-- Given task 1 --
Answer these questions about the passage on academic hiring, marking each answer with its letter:
(a) Which activities does it list as common to every research institution?
(b) Which party does it say needs to set specific requirements for the vacancy?
(c) What example does it give of procedures in which such suggestions are considered?

+-------+

As a result, it is common to see many researchers with very heterogeneous backgrounds applying for a single academic vacancy (Fernandes et al., 2020). This is not only an administrative load in the evaluation processes of academic positions but also a frustrating exercise for applicants who are impelled to design specific research and teaching programs for their applications. An accurate description of the researcher's role is pivotal, and the contracting party (i.e., the university or research institute) needs to set specific requirements for the vacancy. Nevertheless, academic roles cover a wide range of activities, some of them common to every research institution, such as the production and dissemination of research outputs; attraction of funding; lecturing and supervision of students; and participation in outreach activities. Other requirements for academic roles also take into account the structure, flexibility, and idiosyncrasy of each institution. Even within the same institution, the requirements may vary depending on the current necessities or priorities, as well as the vacancy profile. Several suggestions have been recently outlining the requirements, needs, and priorities of the institution (Guimaraes et al., 2019), including fair comparison among candidates applying for a vacancy (Bradshaw et al., 2021). To our knowledge, none of them have been extensively implemented, though some institutions have developed procedures where they are considered, as is the case for the Résumé for Researchers by the Royal Society in the United Kingdom.

+-------+

-- Given task 2 --
Rescale the stretch of records from the line containing "Mark the cucumber" through the end of the records by repeating every line, requests included, and multiplying each point coordinate in the answers by 2.25. Round the results to whole numbers, with halves rounded up, and reproduce only that stretch.

+-------+

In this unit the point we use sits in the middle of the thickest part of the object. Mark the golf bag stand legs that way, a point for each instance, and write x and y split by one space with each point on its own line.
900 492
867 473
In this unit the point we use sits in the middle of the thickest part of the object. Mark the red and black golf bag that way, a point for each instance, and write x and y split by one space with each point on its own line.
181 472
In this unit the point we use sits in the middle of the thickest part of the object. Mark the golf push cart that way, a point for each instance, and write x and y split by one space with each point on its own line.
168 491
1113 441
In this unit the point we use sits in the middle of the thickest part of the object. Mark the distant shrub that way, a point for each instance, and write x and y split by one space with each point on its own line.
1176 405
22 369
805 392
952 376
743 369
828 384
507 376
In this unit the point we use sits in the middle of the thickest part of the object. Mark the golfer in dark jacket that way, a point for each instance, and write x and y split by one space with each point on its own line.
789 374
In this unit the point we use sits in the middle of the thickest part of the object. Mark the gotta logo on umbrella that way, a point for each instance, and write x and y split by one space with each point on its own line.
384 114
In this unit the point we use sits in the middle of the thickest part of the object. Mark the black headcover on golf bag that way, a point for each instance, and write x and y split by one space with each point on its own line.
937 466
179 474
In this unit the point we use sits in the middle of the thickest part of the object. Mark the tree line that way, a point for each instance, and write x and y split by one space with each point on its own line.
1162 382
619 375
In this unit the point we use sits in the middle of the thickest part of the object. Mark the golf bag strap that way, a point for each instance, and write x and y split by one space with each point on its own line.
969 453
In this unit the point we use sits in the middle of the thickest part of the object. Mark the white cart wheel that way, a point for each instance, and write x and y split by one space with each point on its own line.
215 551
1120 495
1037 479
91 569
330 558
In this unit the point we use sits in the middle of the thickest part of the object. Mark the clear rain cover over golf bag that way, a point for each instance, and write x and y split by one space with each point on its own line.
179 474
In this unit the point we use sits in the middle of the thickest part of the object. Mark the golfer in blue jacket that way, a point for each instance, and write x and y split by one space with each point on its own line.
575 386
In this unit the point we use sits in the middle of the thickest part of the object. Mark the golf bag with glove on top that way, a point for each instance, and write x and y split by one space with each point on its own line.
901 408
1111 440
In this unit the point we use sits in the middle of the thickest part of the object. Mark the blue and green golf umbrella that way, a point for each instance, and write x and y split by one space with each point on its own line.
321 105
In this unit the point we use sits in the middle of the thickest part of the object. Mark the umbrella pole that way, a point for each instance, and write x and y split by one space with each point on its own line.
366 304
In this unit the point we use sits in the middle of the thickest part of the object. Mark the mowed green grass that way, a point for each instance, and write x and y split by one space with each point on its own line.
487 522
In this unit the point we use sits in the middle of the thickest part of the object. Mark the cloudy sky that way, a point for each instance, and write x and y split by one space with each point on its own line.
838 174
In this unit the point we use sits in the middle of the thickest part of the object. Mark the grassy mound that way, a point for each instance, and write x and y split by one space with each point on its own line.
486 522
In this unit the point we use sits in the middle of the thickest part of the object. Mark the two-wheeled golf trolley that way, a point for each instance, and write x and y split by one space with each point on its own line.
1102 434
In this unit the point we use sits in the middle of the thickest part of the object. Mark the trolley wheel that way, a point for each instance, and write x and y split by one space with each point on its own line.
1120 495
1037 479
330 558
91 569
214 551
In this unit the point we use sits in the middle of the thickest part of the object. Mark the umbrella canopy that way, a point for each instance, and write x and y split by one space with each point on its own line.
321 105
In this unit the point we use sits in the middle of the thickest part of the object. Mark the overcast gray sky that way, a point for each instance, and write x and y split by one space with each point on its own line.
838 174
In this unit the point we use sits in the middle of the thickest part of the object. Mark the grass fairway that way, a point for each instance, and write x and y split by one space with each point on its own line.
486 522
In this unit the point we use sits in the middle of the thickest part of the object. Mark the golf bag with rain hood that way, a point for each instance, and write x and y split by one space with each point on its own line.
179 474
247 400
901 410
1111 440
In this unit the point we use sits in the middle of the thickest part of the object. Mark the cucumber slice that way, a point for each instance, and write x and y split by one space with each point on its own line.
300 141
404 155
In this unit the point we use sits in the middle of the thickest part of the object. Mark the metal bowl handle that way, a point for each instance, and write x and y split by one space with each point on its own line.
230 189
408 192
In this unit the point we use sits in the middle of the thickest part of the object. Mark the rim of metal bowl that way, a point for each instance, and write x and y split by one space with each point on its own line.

+-------+

-- Written solution 1 --
(a) The production and dissemination of research outputs, attraction of funding, lecturing and supervision of students, and participation in outreach activities.
(b) The contracting party, that is, the university or research institute.
(c) The Résumé for Researchers by the Royal Society in the United Kingdom.

-- Written solution 2 --
In this unit the point we use sits in the middle of the thickest part of the object. Mark the cucumber slice that way, a point for each instance, and write x and y split by one space with each point on its own line.
675 317
909 349
In this unit the point we use sits in the middle of the thickest part of the object. Mark the metal bowl handle that way, a point for each instance, and write x and y split by one space with each point on its own line.
518 425
918 432
In this unit the point we use sits in the middle of the thickest part of the object. Mark the rim of metal bowl that way, a point for each instance, and write x and y split by one space with each point on its own line.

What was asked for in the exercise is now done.